Page extract:
Re: [DISCUSS] Rebase CouchDB on top of FoundationDB

Jan Lehnardt Thu, 24 Jan 2019 04:54:50 -0800

> ; I do trust when Jan says "it looks like we can pull this
> off reasonably easy enough by taking on a few growing pains”



I’m honoured :D — so far my commitment goes as far as: it is totally worth
discussing the proposal to a point where all open questions have an answer.

Whether those answers are ones we as a project like, or think are feasible to 
do given our constraints, is a separate discussion. I’m cautiously optimistic, 
but that’s about it.

Best
Jan
—


> On 24. Jan 2019, at 12:33, Michael Fair <mich...@daclubhouse.net> wrote:
> 
> Wow, I think I get it, mostly; I still haven't read the FDB docs yet, but I
> grok the replies to Will's and my email, and it sounds like FoundationDB
> has done some really good underlying work where CouchDB could, in a sense,
> become an advocate project for FDB's utility.
> 
> TLDR; +1 from me. :-)
> Is this actually worthy of a 3.0 moniker; it seems like it could be
> (breaking changes and dropping 1.X compatibility)?
> 
> 
> Some general, higher level, thoughts (that probably mimic what you guys
> have already been thinking):
> 1) I believe CouchDB, the software project, needs a growth path for adding
> features somewhat organically.  I haven't felt this has been the case
> historically when it comes to the wire and data storage aspects of the
> project.  There's been a few ideas I've wanted to experiment with in the
> replication protocol.

Exercise directions: List every person named in the CouchDB mailing list thread. The data has nothing to do with this work.

Supplied material:
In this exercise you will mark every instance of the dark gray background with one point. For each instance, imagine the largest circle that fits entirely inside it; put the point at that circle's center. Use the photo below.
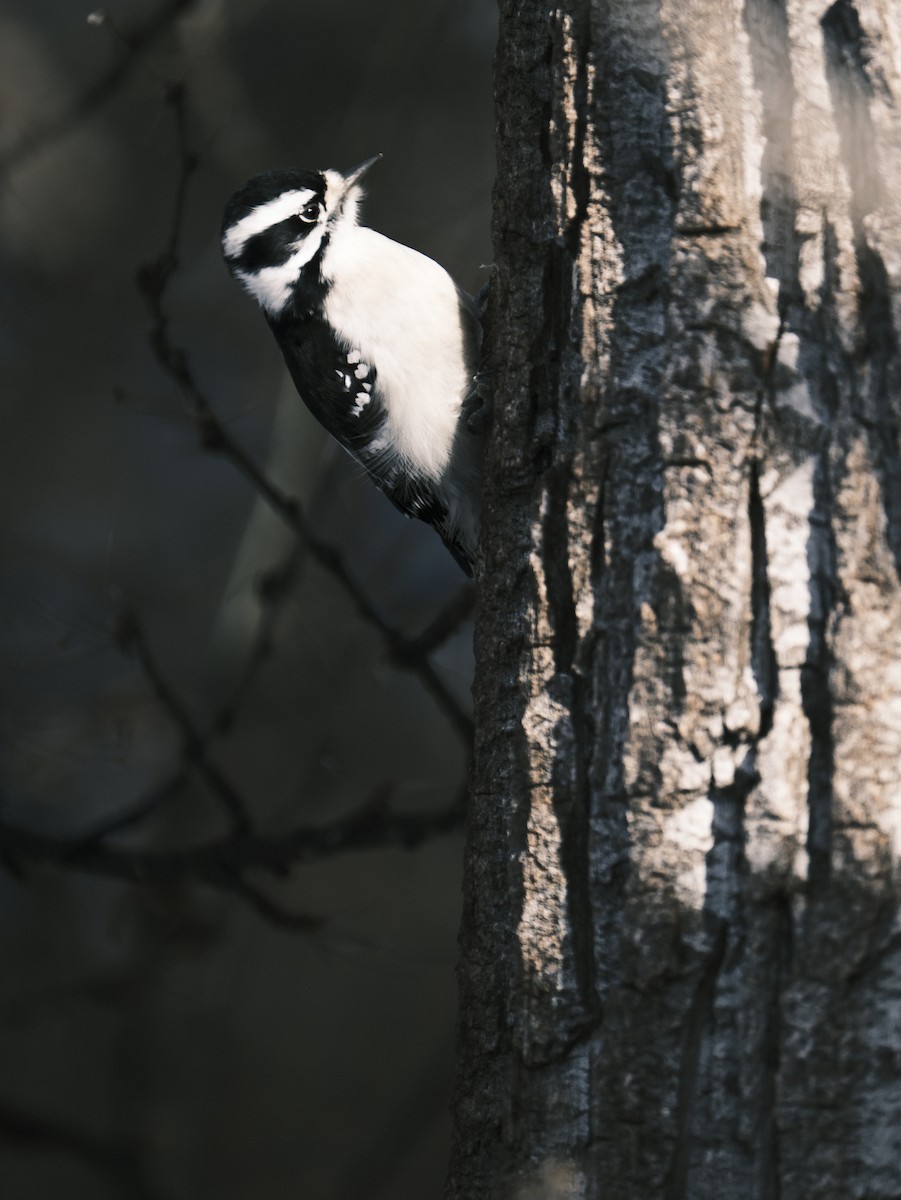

Task response:
Jan Lehnardt
Michael Fair
Will